"""
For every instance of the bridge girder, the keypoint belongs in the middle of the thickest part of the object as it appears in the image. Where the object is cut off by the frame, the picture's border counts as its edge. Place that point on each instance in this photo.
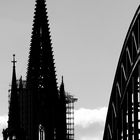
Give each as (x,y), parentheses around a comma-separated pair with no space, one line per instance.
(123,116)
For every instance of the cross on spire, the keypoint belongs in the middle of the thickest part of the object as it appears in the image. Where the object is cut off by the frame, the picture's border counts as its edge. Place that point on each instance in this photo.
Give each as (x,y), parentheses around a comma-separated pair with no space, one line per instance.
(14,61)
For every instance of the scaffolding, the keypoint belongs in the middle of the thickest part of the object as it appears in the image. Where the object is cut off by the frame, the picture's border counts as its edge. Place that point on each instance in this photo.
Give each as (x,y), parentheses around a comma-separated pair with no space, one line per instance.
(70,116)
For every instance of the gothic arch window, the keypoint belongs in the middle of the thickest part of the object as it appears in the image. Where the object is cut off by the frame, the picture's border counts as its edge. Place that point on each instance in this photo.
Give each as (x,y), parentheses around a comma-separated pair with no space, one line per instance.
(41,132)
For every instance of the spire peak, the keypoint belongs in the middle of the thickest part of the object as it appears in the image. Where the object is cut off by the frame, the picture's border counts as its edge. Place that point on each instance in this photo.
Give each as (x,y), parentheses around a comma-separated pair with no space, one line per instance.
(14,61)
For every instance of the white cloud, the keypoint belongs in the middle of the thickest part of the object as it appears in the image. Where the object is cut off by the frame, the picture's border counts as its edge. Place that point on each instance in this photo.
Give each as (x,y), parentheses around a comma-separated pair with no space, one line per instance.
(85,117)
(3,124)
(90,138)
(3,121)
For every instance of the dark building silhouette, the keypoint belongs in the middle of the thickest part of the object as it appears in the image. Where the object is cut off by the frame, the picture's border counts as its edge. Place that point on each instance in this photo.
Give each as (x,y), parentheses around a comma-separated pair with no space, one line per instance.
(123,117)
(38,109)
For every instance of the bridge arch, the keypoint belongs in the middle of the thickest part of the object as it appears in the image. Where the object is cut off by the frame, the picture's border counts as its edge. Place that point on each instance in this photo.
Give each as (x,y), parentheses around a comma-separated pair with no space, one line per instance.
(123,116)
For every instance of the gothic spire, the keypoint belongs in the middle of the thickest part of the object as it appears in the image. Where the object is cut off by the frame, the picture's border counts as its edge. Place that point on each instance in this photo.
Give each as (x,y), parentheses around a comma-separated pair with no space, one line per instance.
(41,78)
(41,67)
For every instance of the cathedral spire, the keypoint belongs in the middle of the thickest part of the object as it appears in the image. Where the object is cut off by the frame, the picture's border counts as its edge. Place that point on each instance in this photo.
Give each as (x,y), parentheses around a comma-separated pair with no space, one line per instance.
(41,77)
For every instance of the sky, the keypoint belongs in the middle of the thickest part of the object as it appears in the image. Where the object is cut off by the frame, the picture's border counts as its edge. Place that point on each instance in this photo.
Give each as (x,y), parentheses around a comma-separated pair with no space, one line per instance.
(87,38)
"""
Leave out the pictures and return every record word for word.

▶ **FULL SOLUTION**
For every instance of the bridge girder, the keypoint belongs in the middle of the thickest part of the object as it appears in the image. Where the object is cut off by the frame, the picture's border counts as its edge. Place that point on each instance in this photo.
Give each as (x,y), parentheses around a comma-separated pair with no space, one line per instance.
(123,116)
For every instance of the cross on spire, the keypoint belongs in the middle of the thickest part of the object as it appears in the image. Where the object is cut off by the frame, the picture's border counts as its edge. Place that point on each instance in this photo.
Give each as (x,y), parentheses around a comma-separated pair with no space, one line per instance.
(14,61)
For every instance of the scaffolding, the keypoint belongs in the middle of the thickest part of the object as it appears in the image. Where the object is cut off by the frame, the picture's border counts as its edge. Place that point on each instance in this photo.
Give each as (x,y), parentheses around a comma-separated pair with no space, one line per instance.
(70,116)
For every instance of the gothic arch window, the keypoint belongs in the middle of the thickest part of the object as it appears in the image. Where the object is cut off by the frame, the picture's border counts as its edge. Place that point on each instance in this photo.
Give each as (x,y), parentheses around a comma-separated pair with no space, one line per instance.
(41,132)
For every instance of the spire peak, the keypoint belongs in the middle of the thickest part of the object as it appears in the image. Where the object is cut off by the frame, the picture's border counts as its edge. Place that point on each instance in this photo.
Give each as (x,y), parentheses around a comma-separated pair with no space, one line per instance.
(14,61)
For every instance of the white cloud, the keypoint belongs in the middle of the thickest part of the object as it appears in the image. Where the object is cut off by the frame, the picture's border counts as its edge. Place that point on each instance in this photo.
Give each as (x,y), parentheses around a comma-separated pair with no space, one line per instance.
(85,117)
(3,124)
(90,138)
(3,121)
For every instance of the dark building silhouette, the keypoint belongs in the middle of the thickest part of the object as it appears in the image. Where the object is cut off by the frame, the picture's border counts as its edge. Place that point on each instance in this photo.
Give each as (x,y), parentheses around a comma-separated pair with no space, one line per instance.
(123,117)
(38,109)
For every instance of the bridge arch, the keypoint belongs in the middle of the thickest part of the object as it appears in the image. Where the object is cut off by the frame, the picture's border counts as its edge. Place that point on each instance in this photo.
Give each as (x,y), parentheses around a comma-separated pair with no space, one line per instance.
(123,116)
For every instance of the gothic spire, the keypoint belongs in the middle of the thickest part of the object as it appears in the image. Where the object is cut off by the frame, the picture's border counts as its edge. Place that point on each instance in this photo.
Give each as (x,y), parentheses around a comma-separated pair with no space, one line per instance.
(41,78)
(41,67)
For every instance of the cathedral spire, the keypoint belongs in the middle of the thickest part of the object as it appears in the image. Where the object is cut off by the frame, the picture's border counts as its edge. Place that point on each instance in this photo.
Give each as (x,y), parentheses around a comma-separated pair with no space, one line per instance.
(41,77)
For every instance of the sky, the keypoint belongs in the middle of the thickest part of the object as it appears in the image. Where the object is cut off by the frame, the picture's border counts as its edge. Place that point on each instance in this photo.
Give each as (x,y), parentheses around a comma-separated pair with no space, one line per instance.
(87,38)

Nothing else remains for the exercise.